Extracted text ::
##############################

But now there's just a wee bit of code in the Win7-8/XP-Vista dynamically loadable DLLs, and almost everything in the base gesture engine class. Incorporating the gestures and flicks all into that base class makes things so much easier on the consuming code, since everything is handled down there where it's done once for everyone, and all they have to do is report what they are willing to accept given the direction/orientation that the gesture has started moving along.
I'll get the inertia stuff worked out tomorrow and get the IV engine updated to use this new stuff and work on the media list browser, and that'll be the necessary gesture work (sans things that need to be fixed) to get us fully up to modern times.
What I'm going to do for a follow-up release, before we move on to working on 5.0, is get this stuff working (address the outstanding issues of course that have come up since the 4.4 release), and then do a new set of auto-generated templates (with some more room config improvements to help get done what I want to do for this follow-up.) The look will be significantly different, and it'll be a lot slicker and incorporate all of this gesture stuff at a fundamental level.

##############################

Task prompt :: Carry the gesture-engine development notes forward from their final sentence, in the same voice.

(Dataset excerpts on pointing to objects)

##############################

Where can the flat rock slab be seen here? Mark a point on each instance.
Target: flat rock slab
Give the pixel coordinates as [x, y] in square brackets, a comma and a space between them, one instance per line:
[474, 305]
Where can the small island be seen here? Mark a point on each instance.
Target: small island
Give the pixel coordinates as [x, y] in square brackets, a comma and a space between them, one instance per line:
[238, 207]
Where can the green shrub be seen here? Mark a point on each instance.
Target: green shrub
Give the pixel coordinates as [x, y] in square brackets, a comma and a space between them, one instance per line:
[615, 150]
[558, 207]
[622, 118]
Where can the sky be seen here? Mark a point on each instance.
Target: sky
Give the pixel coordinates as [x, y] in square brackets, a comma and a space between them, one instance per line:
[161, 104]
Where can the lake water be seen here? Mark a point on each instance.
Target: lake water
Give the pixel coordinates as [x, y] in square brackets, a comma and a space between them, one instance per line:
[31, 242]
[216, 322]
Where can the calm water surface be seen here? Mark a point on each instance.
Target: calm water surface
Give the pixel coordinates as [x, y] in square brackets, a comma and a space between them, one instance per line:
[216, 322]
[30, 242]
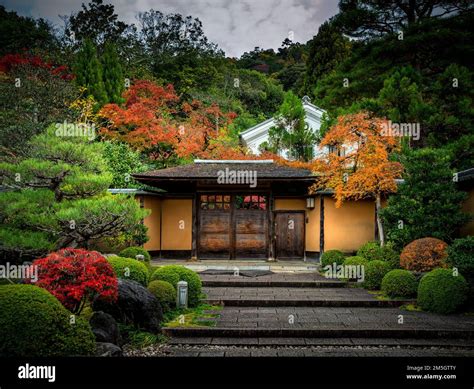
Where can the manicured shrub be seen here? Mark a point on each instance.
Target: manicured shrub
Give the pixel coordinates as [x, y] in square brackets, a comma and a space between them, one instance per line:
[399, 283]
[332, 256]
[461, 256]
[175, 273]
[373, 251]
[424, 255]
[164, 292]
[441, 291]
[132, 252]
[75, 276]
[374, 273]
[130, 269]
[33, 323]
[355, 260]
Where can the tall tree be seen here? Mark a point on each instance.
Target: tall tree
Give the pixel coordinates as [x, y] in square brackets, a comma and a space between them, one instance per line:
[112, 74]
[88, 71]
[59, 198]
[428, 203]
[291, 134]
[369, 18]
[327, 49]
[361, 167]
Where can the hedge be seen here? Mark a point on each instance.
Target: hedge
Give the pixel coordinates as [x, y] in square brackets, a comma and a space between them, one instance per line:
[33, 323]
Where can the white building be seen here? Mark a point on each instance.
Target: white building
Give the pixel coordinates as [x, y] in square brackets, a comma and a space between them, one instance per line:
[256, 135]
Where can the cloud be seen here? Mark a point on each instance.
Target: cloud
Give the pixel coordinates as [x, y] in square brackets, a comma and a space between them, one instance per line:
[236, 26]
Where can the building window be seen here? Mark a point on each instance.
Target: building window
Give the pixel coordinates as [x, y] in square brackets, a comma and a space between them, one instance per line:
[258, 202]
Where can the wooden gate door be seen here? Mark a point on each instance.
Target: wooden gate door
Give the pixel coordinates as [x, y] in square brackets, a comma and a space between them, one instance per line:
[214, 241]
[289, 234]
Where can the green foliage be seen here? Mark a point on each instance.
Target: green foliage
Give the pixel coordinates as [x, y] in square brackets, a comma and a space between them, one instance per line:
[61, 195]
[165, 293]
[114, 81]
[461, 255]
[399, 283]
[374, 273]
[428, 202]
[326, 50]
[373, 251]
[442, 292]
[332, 256]
[88, 71]
[130, 269]
[33, 323]
[291, 131]
[174, 273]
[355, 261]
[122, 162]
[132, 252]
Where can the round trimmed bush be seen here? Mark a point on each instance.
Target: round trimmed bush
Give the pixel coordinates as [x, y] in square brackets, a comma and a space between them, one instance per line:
[130, 269]
[461, 256]
[174, 273]
[332, 256]
[399, 283]
[374, 273]
[132, 252]
[373, 251]
[424, 255]
[441, 291]
[33, 323]
[164, 292]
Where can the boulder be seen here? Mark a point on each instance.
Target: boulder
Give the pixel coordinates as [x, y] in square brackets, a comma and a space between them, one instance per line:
[107, 350]
[105, 328]
[135, 305]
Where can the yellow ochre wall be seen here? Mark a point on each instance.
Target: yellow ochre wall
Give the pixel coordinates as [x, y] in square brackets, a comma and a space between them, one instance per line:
[350, 226]
[312, 227]
[177, 213]
[468, 207]
[152, 221]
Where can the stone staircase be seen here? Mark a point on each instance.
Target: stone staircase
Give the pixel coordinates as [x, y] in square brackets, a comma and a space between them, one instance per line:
[305, 310]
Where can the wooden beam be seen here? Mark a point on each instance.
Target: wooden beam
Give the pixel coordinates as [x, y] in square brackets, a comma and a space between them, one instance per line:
[321, 225]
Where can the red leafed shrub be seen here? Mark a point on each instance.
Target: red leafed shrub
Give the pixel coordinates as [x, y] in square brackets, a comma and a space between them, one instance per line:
[424, 255]
[75, 276]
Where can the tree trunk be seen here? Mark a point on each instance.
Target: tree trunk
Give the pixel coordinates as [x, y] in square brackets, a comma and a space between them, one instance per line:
[378, 207]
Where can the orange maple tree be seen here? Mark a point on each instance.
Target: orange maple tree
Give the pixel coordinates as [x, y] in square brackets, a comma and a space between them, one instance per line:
[152, 120]
[364, 169]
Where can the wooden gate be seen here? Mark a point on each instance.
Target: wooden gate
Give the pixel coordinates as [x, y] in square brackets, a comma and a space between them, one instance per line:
[289, 234]
[232, 226]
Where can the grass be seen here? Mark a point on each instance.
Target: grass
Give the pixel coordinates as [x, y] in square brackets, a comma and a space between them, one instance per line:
[192, 317]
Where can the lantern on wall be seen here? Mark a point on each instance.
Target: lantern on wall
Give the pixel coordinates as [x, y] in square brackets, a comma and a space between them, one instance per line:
[310, 202]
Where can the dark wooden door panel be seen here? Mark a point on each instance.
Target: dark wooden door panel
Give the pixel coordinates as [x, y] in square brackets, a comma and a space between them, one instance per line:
[251, 234]
[214, 234]
[289, 235]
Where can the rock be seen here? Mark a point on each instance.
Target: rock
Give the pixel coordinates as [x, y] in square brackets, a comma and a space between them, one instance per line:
[107, 350]
[105, 328]
[135, 305]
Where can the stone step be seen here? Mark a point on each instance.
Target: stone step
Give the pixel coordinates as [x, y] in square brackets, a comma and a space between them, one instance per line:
[330, 332]
[252, 283]
[309, 302]
[264, 342]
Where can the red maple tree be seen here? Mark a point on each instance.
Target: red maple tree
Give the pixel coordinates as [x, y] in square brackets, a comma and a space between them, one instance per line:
[75, 276]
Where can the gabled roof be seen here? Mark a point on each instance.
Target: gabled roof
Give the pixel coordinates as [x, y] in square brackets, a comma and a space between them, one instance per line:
[211, 169]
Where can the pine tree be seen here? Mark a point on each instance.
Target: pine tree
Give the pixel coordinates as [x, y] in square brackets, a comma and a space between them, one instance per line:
[88, 70]
[112, 74]
[428, 203]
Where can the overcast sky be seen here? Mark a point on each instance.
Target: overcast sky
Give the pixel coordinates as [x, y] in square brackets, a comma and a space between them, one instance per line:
[235, 25]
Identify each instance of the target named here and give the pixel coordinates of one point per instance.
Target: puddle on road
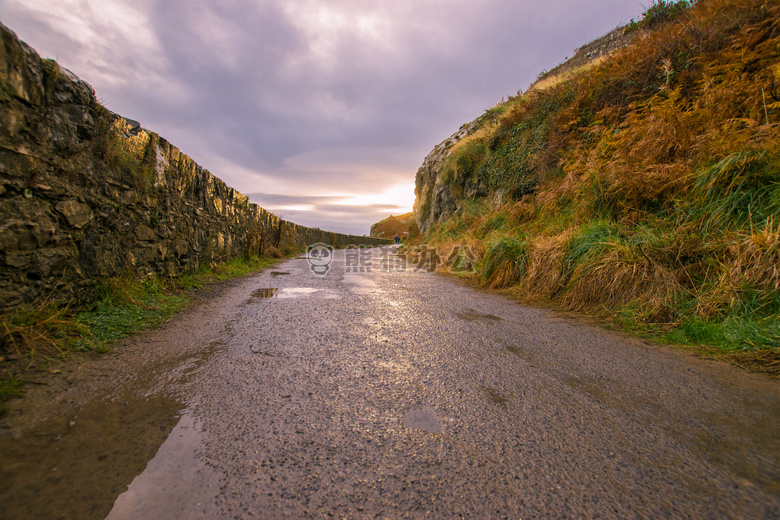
(295, 292)
(264, 293)
(472, 315)
(75, 464)
(175, 483)
(423, 419)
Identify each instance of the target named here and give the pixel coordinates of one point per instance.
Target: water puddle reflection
(295, 292)
(264, 293)
(175, 483)
(472, 315)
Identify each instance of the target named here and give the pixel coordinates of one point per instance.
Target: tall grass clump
(646, 187)
(504, 263)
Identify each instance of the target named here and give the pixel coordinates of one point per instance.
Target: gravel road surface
(393, 394)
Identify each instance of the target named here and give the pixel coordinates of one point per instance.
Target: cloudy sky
(320, 110)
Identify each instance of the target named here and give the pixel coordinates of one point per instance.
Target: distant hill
(401, 225)
(639, 181)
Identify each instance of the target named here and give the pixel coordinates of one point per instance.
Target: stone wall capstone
(86, 195)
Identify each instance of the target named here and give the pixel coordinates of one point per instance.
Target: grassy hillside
(646, 188)
(402, 225)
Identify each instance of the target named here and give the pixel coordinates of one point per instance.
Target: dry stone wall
(86, 195)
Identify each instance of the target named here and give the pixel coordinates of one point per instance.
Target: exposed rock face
(86, 195)
(433, 197)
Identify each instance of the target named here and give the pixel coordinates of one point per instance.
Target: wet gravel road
(409, 395)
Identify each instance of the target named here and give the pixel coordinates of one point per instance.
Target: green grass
(33, 335)
(505, 262)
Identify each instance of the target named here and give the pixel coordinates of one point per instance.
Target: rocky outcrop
(434, 199)
(437, 198)
(86, 195)
(612, 41)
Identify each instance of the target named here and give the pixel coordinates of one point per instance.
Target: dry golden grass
(620, 275)
(552, 81)
(544, 277)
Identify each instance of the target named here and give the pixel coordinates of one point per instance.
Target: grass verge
(32, 336)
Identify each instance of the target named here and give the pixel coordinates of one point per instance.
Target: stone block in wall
(77, 213)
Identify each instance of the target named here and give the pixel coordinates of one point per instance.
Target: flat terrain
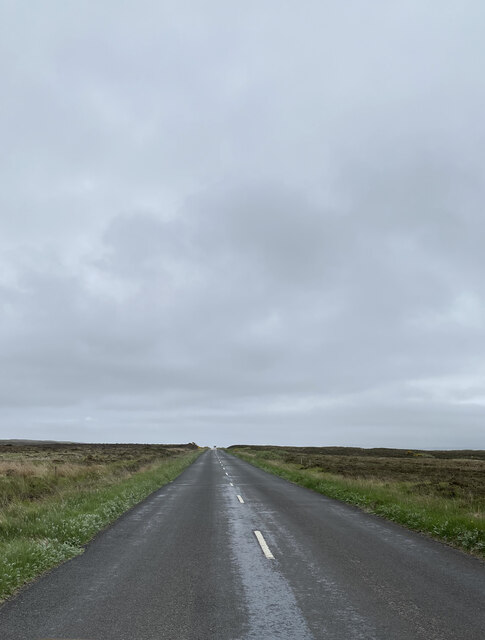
(54, 497)
(186, 564)
(440, 493)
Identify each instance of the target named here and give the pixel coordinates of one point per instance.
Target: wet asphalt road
(186, 564)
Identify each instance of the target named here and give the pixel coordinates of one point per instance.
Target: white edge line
(263, 545)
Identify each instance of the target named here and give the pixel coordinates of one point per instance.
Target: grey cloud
(252, 224)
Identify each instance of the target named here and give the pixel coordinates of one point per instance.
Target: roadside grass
(68, 508)
(446, 508)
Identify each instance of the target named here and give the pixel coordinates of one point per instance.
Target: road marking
(263, 545)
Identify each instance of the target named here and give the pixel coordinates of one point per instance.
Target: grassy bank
(54, 500)
(441, 494)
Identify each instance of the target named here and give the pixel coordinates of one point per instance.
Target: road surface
(187, 564)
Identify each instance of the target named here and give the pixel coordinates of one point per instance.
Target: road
(185, 564)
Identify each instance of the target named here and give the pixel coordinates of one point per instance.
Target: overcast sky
(243, 222)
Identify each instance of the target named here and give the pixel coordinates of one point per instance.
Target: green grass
(38, 534)
(417, 503)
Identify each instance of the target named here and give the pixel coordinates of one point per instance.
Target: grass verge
(35, 536)
(456, 522)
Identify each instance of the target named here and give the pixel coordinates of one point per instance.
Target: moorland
(54, 497)
(439, 493)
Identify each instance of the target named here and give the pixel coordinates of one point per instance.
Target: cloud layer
(251, 224)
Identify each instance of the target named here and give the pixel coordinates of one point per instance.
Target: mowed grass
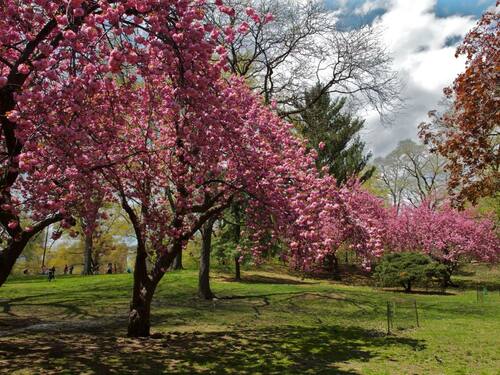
(270, 323)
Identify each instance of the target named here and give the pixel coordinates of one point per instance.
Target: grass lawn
(270, 323)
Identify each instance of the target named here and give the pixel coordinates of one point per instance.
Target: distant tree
(468, 134)
(447, 235)
(411, 174)
(334, 133)
(408, 270)
(285, 44)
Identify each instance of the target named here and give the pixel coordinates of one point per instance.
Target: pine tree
(324, 123)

##############################

Output of the task ::
As a look, I'm thinking about something minimalist and modern like the 'control surface table' in the movie Oblivion if you have seen that. It's graphically simple, but looks very nice, and should be neutral to almost any color scheme really. I may make it a bit more 3D than that, I'm not sure. Maybe not. It looks really cool a it is and it will be light on the graphics processing side of things and will allow for efficient panning since everything is basically on a flat, black background.
I've been thinking about how to use the panning stuff and some other tricks to better deal with multiple aspect ratios, which should reduce the burden of supporting more resolutions as well. And the sort of 'segmented' look that I'm planning to emulate lends itself well to having bits that can be pieced together as required.